◆ Фрагмент страницы ◆
Меньше всего такой дом подходил для ассоциаций с революционными идеями; и тем не менее именно в этом доме я впервые познакомился с революционной литературой того времени. Великий изгнанник Герцен только что начал издавать в Лондоне свой журнал «Полярная звезда», который наделал шуму в России, даже в придворных кругах, и широко распространялся в Петербурге тайным образом. Моя кузина каким-то образом раздобыла его, и мы читали его вместе. Ее сердце восставало против препятствий, чинимых ее счастью, а ум был тем более восприимчив к мощной критике, которую великий писатель обрушивал на русское самодержавие и всю гнилую систему дурного управления. С чувством, близким к благоговению, я смотрел на медальон, отпечатанный на бумажной обложке «Полярной звезды» и изображавший благородные головы пяти декабристов, повешенных Николаем I после восстания 14 декабря 1825 года — Бестужева, Каховского, Пестеля, Рылеева и Муравьева-Апостола.

Красота стиля Герцена, о котором Тургенев справедливо говорил, что он писал слезами и кровью и что ни один русский никогда так не писал, широта его идей и глубокая любовь к России завладели мной, и я читал и перечитывал эти страницы, исполненные чувства даже в большей степени, чем мысли.

[Записи, взятые из коллекции]
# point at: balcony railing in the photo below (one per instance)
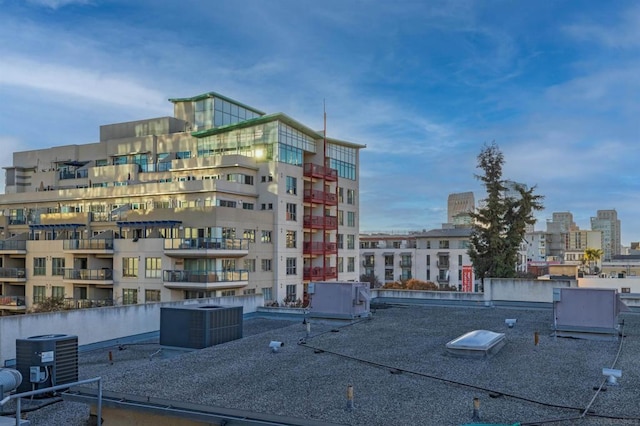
(88, 274)
(88, 244)
(181, 276)
(12, 301)
(70, 303)
(319, 273)
(12, 273)
(320, 197)
(13, 245)
(319, 247)
(321, 222)
(206, 244)
(317, 171)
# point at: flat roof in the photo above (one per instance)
(398, 366)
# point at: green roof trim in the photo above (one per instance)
(279, 116)
(216, 95)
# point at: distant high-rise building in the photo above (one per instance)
(607, 221)
(460, 205)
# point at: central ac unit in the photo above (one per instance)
(47, 360)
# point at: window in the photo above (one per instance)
(267, 294)
(57, 292)
(351, 196)
(292, 185)
(151, 296)
(57, 266)
(351, 218)
(351, 241)
(266, 264)
(250, 265)
(291, 266)
(129, 296)
(250, 235)
(152, 268)
(39, 266)
(351, 264)
(291, 239)
(291, 211)
(39, 293)
(291, 293)
(130, 267)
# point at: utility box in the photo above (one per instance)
(199, 326)
(46, 361)
(588, 313)
(341, 300)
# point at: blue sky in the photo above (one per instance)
(424, 84)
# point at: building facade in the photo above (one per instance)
(220, 199)
(437, 255)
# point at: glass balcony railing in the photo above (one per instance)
(12, 301)
(88, 274)
(88, 244)
(12, 273)
(180, 276)
(206, 244)
(13, 245)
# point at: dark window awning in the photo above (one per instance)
(54, 226)
(149, 223)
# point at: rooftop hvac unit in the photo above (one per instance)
(46, 361)
(199, 326)
(340, 300)
(588, 313)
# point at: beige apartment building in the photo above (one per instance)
(219, 199)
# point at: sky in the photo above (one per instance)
(423, 84)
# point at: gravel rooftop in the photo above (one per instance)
(399, 368)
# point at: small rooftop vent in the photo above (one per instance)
(199, 326)
(476, 344)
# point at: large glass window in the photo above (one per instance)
(57, 266)
(291, 239)
(129, 296)
(39, 266)
(291, 266)
(153, 267)
(130, 267)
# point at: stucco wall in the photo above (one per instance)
(101, 324)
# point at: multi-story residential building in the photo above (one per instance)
(437, 255)
(220, 199)
(608, 223)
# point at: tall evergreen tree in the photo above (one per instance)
(499, 225)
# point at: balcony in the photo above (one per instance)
(320, 197)
(319, 247)
(320, 172)
(97, 245)
(16, 275)
(13, 303)
(91, 276)
(205, 280)
(13, 247)
(321, 222)
(319, 273)
(70, 303)
(206, 247)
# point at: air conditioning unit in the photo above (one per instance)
(47, 360)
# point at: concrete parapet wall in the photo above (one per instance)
(101, 324)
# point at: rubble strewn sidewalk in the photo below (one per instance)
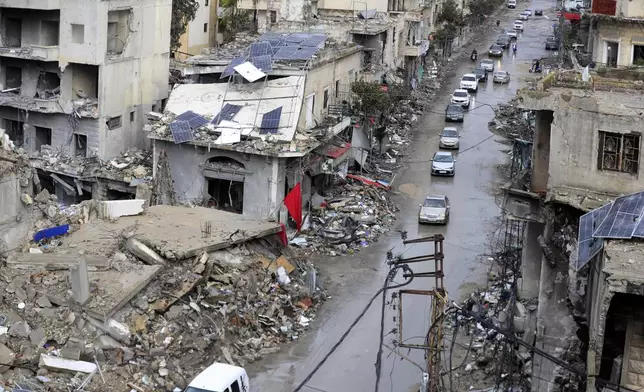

◆ Цель ◆
Выпишите из текста о журнале Герцена дословный отрывок: начните с места со словами «Красота стиля Герцена, о» и остановитесь после слов «степени, чем мысли.». Строки к этому отношения не имеют.

◆ Ответ ◆
Красота стиля Герцена, о котором Тургенев справедливо говорил, что он писал слезами и кровью и что ни один русский никогда так не писал, широта его идей и глубокая любовь к России завладели мной, и я читал и перечитывал эти страницы, исполненные чувства даже в большей степени, чем мысли.